Rows from a segmentation dataset
════════════════

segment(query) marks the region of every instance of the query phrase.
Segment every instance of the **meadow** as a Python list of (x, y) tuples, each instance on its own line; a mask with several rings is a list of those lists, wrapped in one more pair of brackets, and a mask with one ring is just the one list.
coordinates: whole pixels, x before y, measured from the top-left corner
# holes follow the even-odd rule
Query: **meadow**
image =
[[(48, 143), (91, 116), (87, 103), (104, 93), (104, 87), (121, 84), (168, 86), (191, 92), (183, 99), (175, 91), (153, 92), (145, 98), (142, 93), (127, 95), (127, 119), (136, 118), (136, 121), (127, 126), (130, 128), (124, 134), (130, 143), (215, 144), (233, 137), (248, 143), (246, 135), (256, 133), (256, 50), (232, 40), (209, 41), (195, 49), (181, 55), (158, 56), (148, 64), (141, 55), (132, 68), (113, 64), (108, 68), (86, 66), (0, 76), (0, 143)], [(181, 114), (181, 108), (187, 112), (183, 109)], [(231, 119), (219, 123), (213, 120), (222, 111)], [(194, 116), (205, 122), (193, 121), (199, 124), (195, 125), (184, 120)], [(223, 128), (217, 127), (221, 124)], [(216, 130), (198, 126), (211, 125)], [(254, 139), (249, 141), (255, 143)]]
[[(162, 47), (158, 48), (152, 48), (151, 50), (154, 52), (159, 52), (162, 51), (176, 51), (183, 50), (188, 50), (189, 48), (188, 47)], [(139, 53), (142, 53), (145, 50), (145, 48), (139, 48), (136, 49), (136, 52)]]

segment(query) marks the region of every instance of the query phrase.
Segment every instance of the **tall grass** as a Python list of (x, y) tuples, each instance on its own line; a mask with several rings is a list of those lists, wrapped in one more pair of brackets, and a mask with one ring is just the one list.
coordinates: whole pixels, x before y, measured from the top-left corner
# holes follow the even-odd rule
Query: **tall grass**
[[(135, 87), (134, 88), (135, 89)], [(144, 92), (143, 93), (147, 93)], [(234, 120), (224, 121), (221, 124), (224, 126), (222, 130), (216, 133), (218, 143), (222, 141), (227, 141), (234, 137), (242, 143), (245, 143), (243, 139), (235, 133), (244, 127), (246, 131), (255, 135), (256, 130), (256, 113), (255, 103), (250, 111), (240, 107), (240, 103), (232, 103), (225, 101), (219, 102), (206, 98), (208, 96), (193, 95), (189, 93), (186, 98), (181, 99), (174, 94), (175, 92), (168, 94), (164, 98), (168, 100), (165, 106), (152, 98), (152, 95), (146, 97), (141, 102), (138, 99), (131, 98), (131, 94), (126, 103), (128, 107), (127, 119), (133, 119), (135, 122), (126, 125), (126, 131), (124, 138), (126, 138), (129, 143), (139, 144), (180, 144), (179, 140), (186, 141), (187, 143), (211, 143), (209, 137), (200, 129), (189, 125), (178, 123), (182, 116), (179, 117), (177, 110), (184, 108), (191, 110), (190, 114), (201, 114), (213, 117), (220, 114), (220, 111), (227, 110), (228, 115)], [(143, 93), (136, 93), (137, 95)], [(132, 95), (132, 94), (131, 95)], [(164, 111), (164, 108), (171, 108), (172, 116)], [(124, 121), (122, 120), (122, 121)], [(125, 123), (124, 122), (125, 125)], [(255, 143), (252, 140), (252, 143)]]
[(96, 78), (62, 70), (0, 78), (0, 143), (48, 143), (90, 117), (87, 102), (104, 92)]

════════════════

- _Exercise directions_
Write out every line of the records above as a JSON list of strings, one string per line, skipping blank lines.

- _Output below_
[
  "segment(query) marks the region of every instance of the query phrase.",
  "Segment every instance of the **meadow** as a Python list of (x, y) tuples, each instance on its own line; a mask with several rings is a list of those lists, wrapped in one more pair of brackets, and a mask with one ring is just the one list.",
  "coordinates: whole pixels, x before y, measured from the top-left corner",
  "# holes follow the even-odd rule",
  "Query: **meadow**",
  "image =",
  "[[(48, 143), (91, 116), (87, 103), (104, 93), (104, 87), (121, 84), (168, 86), (191, 92), (183, 99), (175, 91), (153, 92), (145, 98), (142, 93), (127, 95), (127, 119), (136, 118), (136, 121), (127, 126), (130, 128), (124, 134), (130, 143), (215, 144), (233, 137), (248, 143), (246, 135), (256, 133), (256, 50), (232, 40), (209, 41), (195, 49), (181, 55), (158, 56), (148, 64), (141, 55), (132, 68), (113, 64), (108, 68), (86, 66), (0, 76), (0, 143)], [(181, 114), (181, 108), (187, 112), (183, 109)], [(231, 119), (219, 123), (213, 120), (222, 111)], [(194, 116), (205, 122), (193, 121), (199, 124), (195, 125), (184, 120)], [(223, 128), (217, 127), (221, 124)], [(216, 130), (198, 126), (211, 125)], [(254, 139), (249, 141), (255, 143)]]",
  "[[(162, 47), (158, 48), (152, 48), (151, 50), (154, 52), (159, 52), (162, 51), (176, 51), (183, 50), (188, 50), (189, 48), (188, 47)], [(139, 53), (142, 53), (145, 50), (145, 48), (139, 48), (136, 49), (136, 52)]]",
  "segment(query) marks the region of every instance of the query phrase.",
  "Segment every instance of the **tall grass** as a Python list of (x, y) tuples, each instance on its own line; a mask with several rings is a list of those lists, wrapped in one more pair of brackets, and a mask with one ring is just the one list.",
  "coordinates: whole pixels, x before y, measured from the top-left corner",
  "# holes follow the even-odd rule",
  "Query: **tall grass**",
  "[[(135, 87), (134, 88), (135, 89)], [(144, 92), (143, 93), (147, 93)], [(234, 120), (224, 121), (221, 124), (224, 126), (222, 130), (216, 133), (218, 143), (222, 141), (227, 141), (234, 137), (242, 143), (245, 143), (243, 139), (235, 133), (244, 127), (246, 131), (255, 135), (256, 130), (256, 113), (255, 103), (250, 111), (240, 107), (240, 103), (232, 103), (225, 101), (219, 102), (206, 98), (208, 96), (193, 95), (189, 93), (186, 98), (181, 99), (174, 94), (175, 92), (168, 94), (164, 98), (168, 100), (165, 106), (152, 98), (152, 95), (146, 97), (141, 102), (138, 99), (131, 98), (131, 94), (126, 103), (128, 107), (127, 119), (133, 119), (135, 122), (126, 125), (126, 131), (124, 138), (126, 138), (129, 143), (139, 144), (180, 144), (179, 140), (186, 141), (187, 143), (211, 143), (209, 137), (200, 129), (189, 125), (178, 123), (182, 116), (179, 117), (177, 110), (184, 108), (191, 110), (190, 114), (201, 114), (213, 117), (220, 114), (220, 111), (227, 110), (228, 115)], [(143, 93), (136, 93), (137, 95)], [(132, 95), (132, 94), (131, 95)], [(164, 111), (164, 108), (171, 108), (172, 116)], [(124, 121), (122, 120), (122, 121)], [(125, 123), (124, 122), (125, 125)], [(255, 143), (252, 140), (252, 143)]]",
  "[(96, 78), (62, 70), (0, 78), (0, 143), (48, 143), (90, 117), (87, 102), (104, 92)]"
]